Selected extract >>

Various forms of government have affected to style themselves a republic. Poland calls itself a republic, which is an hereditary aristocracy, with what is called an elective monarchy. Holland calls itself a republic, which is chiefly aristocratical, with an hereditary stadtholdership. But the government of America, which is wholly on the system of representation, is the only real Republic, in character and in practice, that now exists. Its government has no other object than the public business of the nation, and therefore it is properly a republic; and the Americans have taken care that this, and no other, shall always be the object of their government, by their rejecting everything hereditary, and establishing governments on the system of representation only. Those who have said that a republic is not a form of government calculated for countries of great extent, mistook, in the first place, the business of a government, for a form of government; for the res-publica equally appertains to every extent of territory and population. And, in the second place, if they meant anything with respect to form, it was the simple democratical form, such as was the mode of government in the ancient democracies, in which there was no representation. The case, therefore, is not, that a republic cannot be extensive, but that it cannot be extensive on the simple democratical form; and the question naturally presents itself, What is the best form of government for conducting the Res-Publica, or the Public Business of a nation, after it becomes too extensive and populous for the simple democratical form? It cannot be monarchy, because monarchy is subject to an objection of the same amount to which the simple democratical form was subject.

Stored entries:
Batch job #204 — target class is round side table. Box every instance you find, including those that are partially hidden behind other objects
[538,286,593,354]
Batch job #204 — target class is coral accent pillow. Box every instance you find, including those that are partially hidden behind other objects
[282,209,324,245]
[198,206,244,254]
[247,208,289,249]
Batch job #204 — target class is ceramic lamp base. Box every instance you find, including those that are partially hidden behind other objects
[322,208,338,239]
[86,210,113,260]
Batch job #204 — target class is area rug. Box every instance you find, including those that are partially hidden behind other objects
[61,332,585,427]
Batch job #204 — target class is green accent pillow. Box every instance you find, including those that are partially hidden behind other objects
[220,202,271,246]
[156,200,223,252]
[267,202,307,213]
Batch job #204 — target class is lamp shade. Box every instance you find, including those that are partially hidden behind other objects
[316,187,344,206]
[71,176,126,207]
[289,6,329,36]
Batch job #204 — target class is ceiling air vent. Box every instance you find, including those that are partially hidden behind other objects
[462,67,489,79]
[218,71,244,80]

---

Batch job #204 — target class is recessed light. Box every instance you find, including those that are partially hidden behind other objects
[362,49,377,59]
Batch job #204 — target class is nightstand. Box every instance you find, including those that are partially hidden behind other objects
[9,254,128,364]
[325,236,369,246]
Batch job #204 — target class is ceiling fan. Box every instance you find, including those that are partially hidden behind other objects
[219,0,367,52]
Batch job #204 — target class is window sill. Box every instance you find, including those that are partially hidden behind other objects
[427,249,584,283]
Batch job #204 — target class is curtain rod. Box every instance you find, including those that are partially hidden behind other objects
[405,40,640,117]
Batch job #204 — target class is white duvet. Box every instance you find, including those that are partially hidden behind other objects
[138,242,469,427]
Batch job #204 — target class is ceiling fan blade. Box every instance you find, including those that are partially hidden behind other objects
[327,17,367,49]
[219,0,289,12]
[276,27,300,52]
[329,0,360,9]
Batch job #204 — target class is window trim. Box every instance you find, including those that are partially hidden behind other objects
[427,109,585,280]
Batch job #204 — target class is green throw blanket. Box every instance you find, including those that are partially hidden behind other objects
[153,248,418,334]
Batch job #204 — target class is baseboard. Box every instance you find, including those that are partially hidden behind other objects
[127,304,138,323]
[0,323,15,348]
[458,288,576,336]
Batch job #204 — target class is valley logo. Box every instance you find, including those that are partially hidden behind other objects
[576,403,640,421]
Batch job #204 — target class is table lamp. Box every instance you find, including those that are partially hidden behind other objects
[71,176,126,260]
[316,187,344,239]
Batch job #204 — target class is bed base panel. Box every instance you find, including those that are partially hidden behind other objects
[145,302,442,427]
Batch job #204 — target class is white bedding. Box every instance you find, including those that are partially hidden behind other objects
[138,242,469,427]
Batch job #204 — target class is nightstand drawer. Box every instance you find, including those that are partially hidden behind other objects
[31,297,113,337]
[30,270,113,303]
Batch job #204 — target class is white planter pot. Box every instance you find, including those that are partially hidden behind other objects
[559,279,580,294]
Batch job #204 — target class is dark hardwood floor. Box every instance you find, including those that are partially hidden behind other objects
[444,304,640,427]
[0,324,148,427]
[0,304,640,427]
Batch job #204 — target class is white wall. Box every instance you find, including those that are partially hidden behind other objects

--

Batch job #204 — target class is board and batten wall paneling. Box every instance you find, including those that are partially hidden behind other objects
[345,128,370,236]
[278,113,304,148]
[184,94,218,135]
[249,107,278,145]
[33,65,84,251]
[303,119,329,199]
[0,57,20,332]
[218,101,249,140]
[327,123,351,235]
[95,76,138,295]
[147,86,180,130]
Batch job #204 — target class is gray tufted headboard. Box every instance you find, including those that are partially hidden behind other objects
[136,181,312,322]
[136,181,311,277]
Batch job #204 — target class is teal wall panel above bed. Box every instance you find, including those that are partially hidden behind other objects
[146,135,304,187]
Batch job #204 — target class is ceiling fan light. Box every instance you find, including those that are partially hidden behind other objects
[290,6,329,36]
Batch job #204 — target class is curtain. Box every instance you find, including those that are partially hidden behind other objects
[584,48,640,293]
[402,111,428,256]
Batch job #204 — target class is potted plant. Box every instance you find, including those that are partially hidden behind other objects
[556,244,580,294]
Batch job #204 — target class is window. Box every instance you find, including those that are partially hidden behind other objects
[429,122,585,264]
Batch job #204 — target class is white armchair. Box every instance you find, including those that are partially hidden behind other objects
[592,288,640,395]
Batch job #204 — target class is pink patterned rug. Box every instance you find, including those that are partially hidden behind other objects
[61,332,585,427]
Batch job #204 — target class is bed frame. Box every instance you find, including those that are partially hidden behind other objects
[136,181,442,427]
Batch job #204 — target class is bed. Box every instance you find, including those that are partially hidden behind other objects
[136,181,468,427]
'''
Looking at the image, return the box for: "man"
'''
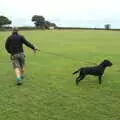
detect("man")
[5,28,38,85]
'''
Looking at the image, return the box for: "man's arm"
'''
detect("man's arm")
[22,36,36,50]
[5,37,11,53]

Written exercise >> Can you carry on the passage about republics and representative government, picking up right after its final sentence?

Exercise result >>
It is possible that an individual may lay down a system of principles, on which government shall be constitutionally established to any extent of territory. This is no more than an operation of the mind, acting by its own powers. But the practice upon those principles, as applying to the various and numerous circumstances of a nation, its agriculture, manufacture, trade, commerce, etc., etc., a knowledge of a different kind, and which can be had only from the various parts of society. It is an assemblage of practical knowledge, which no individual can possess; and therefore the monarchical form is as much limited, in useful practice, from the incompetency of knowledge, as was the democratical form, from the multiplicity of population. The one degenerates, by extension, into confusion; the other, into ignorance and incapacity, of which all the great monarchies are an evidence. The monarchical form, therefore, could not be a substitute for the democratical, because it has equal inconveniences.

Much less could it when made hereditary. This is the most effectual of all forms to preclude knowledge. Neither could the high democratical mind have voluntarily yielded itself to be governed by children and idiots, and all the motley insignificance of character, which attends such a mere animal system, the disgrace and the reproach of reason and of man.

As to the aristocratical form, it has the same vices and defects with the monarchical, except that the chance of abilities is better from the proportion of numbers, but there is still no security for the right use and application of them.*[17]

Referring them to the original simple democracy, it affords the true data from which government on a large scale can begin. It is incapable of extension, not from its principle, but from the inconvenience of its form; and monarchy and aristocracy, from their incapacity. Retaining, then, democracy as the ground, and rejecting the corrupt systems of monarchy and aristocracy, the representative system naturally presents itself; remedying at once the defects of the simple democracy as to form, and the incapacity of the other two with respect to knowledge.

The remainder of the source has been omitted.